_Request_
Reproduce the items starting at the line containing "You are given an image to analyze. The query is: sky" and ending at the final line of the items, with every request included, and add -60 to each bounding box coordinate in the answers.

Region annotation entries
^^^^^^^^^^^^^^^^

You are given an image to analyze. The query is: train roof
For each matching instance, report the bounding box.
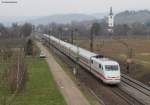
[48,36,98,59]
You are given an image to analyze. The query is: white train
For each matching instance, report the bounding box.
[42,34,121,84]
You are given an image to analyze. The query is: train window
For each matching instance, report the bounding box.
[99,64,102,68]
[91,60,93,64]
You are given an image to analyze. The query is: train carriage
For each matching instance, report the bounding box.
[42,34,121,84]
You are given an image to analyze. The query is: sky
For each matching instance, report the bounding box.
[0,0,150,16]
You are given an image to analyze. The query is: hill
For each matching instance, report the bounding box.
[115,10,150,24]
[29,14,96,25]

^^^^^^^^^^^^^^^^

_Response for this exercise_
You are given an image to analyze. The query is: sky
For each matching instance, report the bounding box.
[-60,-60,90,-44]
You are given an image to analyze. The query is: hill
For each matching instance, report the bounding box.
[55,-50,90,-36]
[-31,-46,36,-35]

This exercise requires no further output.